### TASK A
Answer these questions about the forum thread on AI answers:
(i) What does the first comment's writer say they downvoted?
(ii) In the quoted line, what does it say we all have access to?
(iii) What does the last comment find interesting?
### TASK B
Write the next part of the forum thread on AI answers, starting after its last sentence.

Not knowing exactly how/what the other person asked their AI is one of the reasons I downvoted all AI slop, even those disclosed as AI generated. Asking in different ways can often generate radically different answers. Even if the prompt is disclosed, how do I know that was the real prompt? I would have to go interrogate the AI myself to see if I get something similar, as well as formulate my own prompts from different angles to see how much the answers change. And if I have to put in all that effort myself, then what is the value of the original slop post?
> With AI, the insights (or "insights") depend on what questions you ask, and what you know to push back on. We all have access to the same IDEs, but we don't write the same code
Yeah no, an AI is not gonna give you a brilliant answer cause you wrote such a brilliant prompt, you just wrote a different question and got a different answer. Like if I type something into google I don’t get the same result as when you type something into google, why? cause we’re not asking the same damn questions.
While I also agree with the sentiment that it's not the same, I think it's interesting that you use "googling" as a comparison.

### RAW DATA
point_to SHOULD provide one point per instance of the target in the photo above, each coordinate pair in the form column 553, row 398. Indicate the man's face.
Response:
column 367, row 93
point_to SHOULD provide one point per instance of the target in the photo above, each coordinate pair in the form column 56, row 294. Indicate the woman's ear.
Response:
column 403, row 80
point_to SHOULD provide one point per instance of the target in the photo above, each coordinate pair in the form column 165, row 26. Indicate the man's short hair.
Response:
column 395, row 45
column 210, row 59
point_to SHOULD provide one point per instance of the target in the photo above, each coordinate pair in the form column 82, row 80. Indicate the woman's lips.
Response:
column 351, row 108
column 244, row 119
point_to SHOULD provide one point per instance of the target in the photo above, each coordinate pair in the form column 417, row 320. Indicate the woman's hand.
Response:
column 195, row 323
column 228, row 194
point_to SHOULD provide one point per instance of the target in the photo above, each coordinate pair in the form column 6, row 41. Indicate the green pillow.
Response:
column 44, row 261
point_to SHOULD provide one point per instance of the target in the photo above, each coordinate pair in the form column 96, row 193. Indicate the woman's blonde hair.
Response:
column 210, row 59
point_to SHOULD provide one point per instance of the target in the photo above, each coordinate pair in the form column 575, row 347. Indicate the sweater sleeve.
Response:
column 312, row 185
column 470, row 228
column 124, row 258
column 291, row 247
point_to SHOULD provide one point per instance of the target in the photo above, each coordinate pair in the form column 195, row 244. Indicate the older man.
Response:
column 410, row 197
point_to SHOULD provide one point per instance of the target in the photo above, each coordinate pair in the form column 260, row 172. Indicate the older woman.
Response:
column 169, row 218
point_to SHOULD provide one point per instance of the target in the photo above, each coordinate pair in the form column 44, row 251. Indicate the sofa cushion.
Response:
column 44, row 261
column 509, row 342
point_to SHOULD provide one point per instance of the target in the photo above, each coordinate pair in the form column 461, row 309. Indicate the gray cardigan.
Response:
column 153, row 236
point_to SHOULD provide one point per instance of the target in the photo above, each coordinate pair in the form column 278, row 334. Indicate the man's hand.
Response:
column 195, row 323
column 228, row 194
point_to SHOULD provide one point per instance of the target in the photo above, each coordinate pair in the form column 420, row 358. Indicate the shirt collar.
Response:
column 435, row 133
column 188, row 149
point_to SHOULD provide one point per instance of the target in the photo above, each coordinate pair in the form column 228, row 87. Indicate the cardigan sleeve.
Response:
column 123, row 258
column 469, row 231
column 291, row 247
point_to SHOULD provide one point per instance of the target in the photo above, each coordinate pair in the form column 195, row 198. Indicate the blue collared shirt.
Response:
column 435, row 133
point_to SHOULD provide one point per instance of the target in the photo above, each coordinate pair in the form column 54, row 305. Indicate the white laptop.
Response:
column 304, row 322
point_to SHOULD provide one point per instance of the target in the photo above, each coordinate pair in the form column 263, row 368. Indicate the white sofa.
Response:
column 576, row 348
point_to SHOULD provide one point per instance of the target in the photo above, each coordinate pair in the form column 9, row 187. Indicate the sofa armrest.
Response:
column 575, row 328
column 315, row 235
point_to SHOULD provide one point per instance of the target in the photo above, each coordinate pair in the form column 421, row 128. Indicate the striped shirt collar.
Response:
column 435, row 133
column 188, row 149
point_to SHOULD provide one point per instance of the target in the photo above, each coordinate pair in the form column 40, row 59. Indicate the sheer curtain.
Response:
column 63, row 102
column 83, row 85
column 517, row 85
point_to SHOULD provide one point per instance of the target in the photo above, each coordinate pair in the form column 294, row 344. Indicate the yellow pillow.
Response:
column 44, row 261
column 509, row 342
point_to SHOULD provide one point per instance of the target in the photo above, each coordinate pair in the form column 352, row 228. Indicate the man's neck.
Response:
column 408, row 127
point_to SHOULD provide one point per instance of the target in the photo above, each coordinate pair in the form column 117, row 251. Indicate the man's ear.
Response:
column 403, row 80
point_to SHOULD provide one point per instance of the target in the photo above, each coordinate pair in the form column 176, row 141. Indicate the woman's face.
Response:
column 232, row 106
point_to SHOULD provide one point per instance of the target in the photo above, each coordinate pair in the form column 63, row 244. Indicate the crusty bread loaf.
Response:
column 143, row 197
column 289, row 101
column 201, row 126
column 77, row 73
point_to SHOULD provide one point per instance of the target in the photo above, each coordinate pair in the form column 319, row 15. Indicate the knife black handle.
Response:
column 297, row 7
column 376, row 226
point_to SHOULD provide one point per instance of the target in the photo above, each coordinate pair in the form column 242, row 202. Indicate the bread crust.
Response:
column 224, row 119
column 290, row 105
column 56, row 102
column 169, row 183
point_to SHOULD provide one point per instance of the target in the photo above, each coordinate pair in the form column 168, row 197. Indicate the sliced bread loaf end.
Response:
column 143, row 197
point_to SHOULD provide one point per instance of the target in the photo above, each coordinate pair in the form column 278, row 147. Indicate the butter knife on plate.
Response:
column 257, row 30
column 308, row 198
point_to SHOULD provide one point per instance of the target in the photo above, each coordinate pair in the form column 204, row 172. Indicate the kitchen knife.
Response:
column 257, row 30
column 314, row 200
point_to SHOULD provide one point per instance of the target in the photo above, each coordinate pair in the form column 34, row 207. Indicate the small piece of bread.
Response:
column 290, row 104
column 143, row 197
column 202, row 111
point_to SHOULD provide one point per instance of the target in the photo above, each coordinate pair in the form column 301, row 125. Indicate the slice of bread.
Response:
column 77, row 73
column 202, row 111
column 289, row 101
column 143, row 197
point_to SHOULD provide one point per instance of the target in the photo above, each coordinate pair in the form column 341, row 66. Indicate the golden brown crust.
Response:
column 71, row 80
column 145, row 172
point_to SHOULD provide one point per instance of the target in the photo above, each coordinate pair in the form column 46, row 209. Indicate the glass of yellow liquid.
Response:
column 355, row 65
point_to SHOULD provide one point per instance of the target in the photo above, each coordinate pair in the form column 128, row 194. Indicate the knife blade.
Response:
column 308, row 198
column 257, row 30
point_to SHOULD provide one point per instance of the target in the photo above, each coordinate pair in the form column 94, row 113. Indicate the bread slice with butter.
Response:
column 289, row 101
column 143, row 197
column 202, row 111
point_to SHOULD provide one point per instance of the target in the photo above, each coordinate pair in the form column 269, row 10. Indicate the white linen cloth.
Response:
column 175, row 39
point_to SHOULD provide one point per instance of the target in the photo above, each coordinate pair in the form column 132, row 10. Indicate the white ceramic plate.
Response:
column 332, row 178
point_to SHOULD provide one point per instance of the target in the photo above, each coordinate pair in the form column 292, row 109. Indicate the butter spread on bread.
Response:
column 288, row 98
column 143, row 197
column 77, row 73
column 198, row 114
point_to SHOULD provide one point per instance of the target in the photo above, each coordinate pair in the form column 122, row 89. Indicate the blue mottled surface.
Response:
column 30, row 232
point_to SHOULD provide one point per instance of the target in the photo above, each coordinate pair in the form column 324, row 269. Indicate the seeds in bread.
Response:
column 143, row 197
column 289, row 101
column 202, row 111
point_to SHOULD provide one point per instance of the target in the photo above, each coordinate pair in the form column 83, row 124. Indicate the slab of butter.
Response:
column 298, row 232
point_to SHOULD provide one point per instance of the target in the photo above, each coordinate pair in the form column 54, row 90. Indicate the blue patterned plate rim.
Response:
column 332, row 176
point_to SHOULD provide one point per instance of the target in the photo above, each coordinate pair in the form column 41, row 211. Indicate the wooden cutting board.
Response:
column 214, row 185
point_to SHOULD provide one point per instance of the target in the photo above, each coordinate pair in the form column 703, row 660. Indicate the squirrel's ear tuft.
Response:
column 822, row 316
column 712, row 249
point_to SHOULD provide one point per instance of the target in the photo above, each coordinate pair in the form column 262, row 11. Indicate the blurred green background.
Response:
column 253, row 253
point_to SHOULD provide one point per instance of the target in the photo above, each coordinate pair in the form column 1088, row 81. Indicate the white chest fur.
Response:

### OUTPUT A
(i) All AI slop, even posts disclosed as AI generated.
(ii) The same IDEs.
(iii) That "googling" is used as a comparison.

### OUTPUT B
Googling and extracting the right information efficiently is clearly a skill, and people do use it in wildly (and often inefficient/bad) ways. That might be less of an issue with your average HN user, but in the real world, people are bad at using Google.
* Insincerity. I would prefer a disclaimer that you posted AI generated content than presenting it as your own words.
* Imbalance of efforts. If you didn't take the effort to write to me with your own words then you are robbing me of my efforts of reading what your AI assistant wrote.
* We have access to the same AI assistants. Don't try to sell me your AI assistants "insights" as your own insights. I can interact with the same AI assistant to gather the same insights.
Notice that the quality of the AI output is mostly irrelevant for these points. If you have good quality AI outputs then you are still welcome to share it with me, given that you are upfront that it is AI generated.